Work required:
Beginning at the line that contains "parked car and record integer pixel coordinates." and ending at the last line of the entries, write out each line exactly; include nothing outside that span.

** Start of Extracted entries **

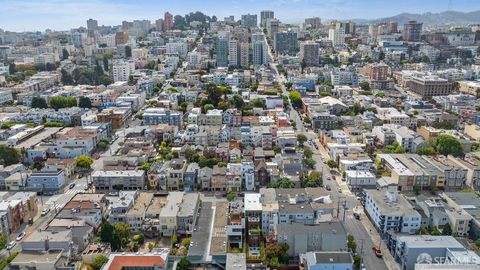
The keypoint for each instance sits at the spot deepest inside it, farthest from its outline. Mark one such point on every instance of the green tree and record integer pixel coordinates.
(288, 85)
(307, 152)
(8, 155)
(231, 196)
(84, 102)
(83, 162)
(99, 261)
(65, 54)
(184, 264)
(58, 102)
(295, 98)
(38, 102)
(310, 163)
(448, 145)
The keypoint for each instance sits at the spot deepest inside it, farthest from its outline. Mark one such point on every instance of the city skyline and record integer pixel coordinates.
(63, 15)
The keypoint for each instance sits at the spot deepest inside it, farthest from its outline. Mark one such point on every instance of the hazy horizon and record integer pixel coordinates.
(38, 15)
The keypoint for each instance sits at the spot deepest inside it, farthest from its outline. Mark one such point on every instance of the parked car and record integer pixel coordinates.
(377, 251)
(20, 236)
(11, 245)
(45, 212)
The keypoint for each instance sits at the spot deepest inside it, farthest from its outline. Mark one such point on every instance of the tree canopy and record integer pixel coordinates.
(448, 145)
(59, 102)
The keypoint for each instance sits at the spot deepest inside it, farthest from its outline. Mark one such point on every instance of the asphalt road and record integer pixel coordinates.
(346, 200)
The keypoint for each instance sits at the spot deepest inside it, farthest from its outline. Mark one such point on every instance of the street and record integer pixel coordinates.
(347, 200)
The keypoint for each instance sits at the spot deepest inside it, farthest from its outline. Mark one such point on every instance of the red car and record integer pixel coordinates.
(377, 251)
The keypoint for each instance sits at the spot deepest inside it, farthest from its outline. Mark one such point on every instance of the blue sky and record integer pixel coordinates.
(22, 15)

** End of Extracted entries **

Solution:
The keypoint for each instance sits at the spot deepest inside it, farthest from its outline. Mark one such point on every instance of the parked car and record integer pixel coordinates.
(377, 251)
(20, 236)
(11, 245)
(45, 212)
The keypoint for each instance sits at the spot deepest inside it, farthest from its outline. Mark one such point on every instance of the tree canopy and record integer pixel coordinates.
(448, 145)
(59, 102)
The keypoint for each instance sits at the spot deepest inside it, farthest from its outline. Mark one such point on every instance of the asphalt road and record integer pixel coordinates.
(346, 200)
The keypoint for each instance sits at the spot deepest inside it, farthest from its outline. Mark one such point on every instance of the street and record integer pixel coordinates.
(347, 200)
The keypoint for each instance sits at the spot deepest inside it, farthest from its outline. Mark one such point on every instance of the red car and record integer pixel coordinates.
(377, 251)
The keypoint for each instance sits at the spot deepest inside it, farthest from its outline. Mark one such point on every instance of the blue sky and record integer pixel coordinates.
(22, 15)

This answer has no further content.